§ REQUEST:
Swap "thickest part" for "widest part" everywhere it occurs in the records, and write out all the records again with nothing else changed. Leave the pictures out.

[Point annotation dataset records]
□ □ □

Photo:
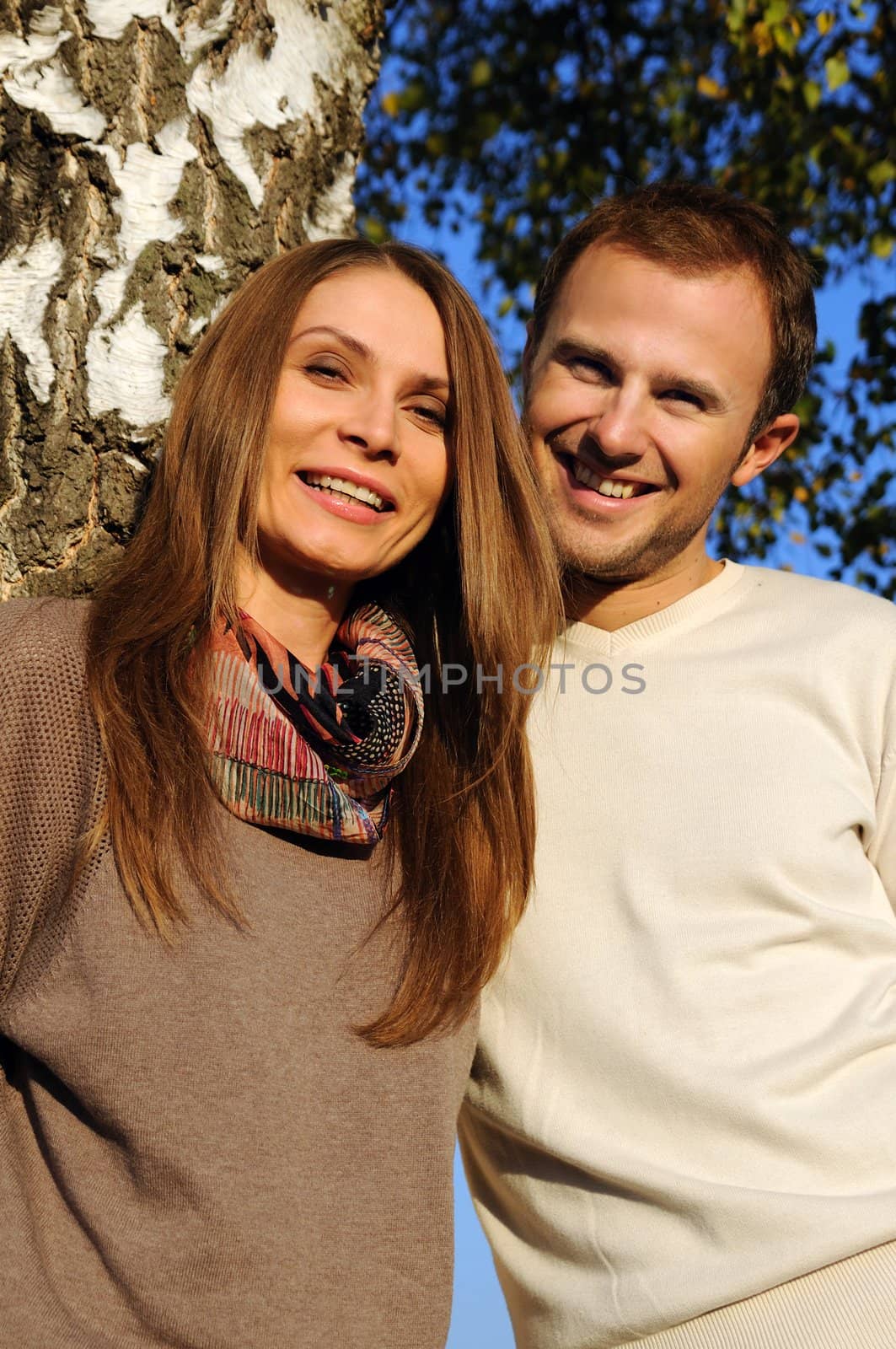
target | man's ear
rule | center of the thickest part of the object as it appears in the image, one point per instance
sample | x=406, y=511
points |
x=767, y=449
x=528, y=357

□ □ □

§ RESULT FOR THIS TASK:
Photo:
target | man's ear
rule | center of the widest part of the object as it appears in the image, one point per instance
sample | x=406, y=511
points |
x=767, y=449
x=528, y=357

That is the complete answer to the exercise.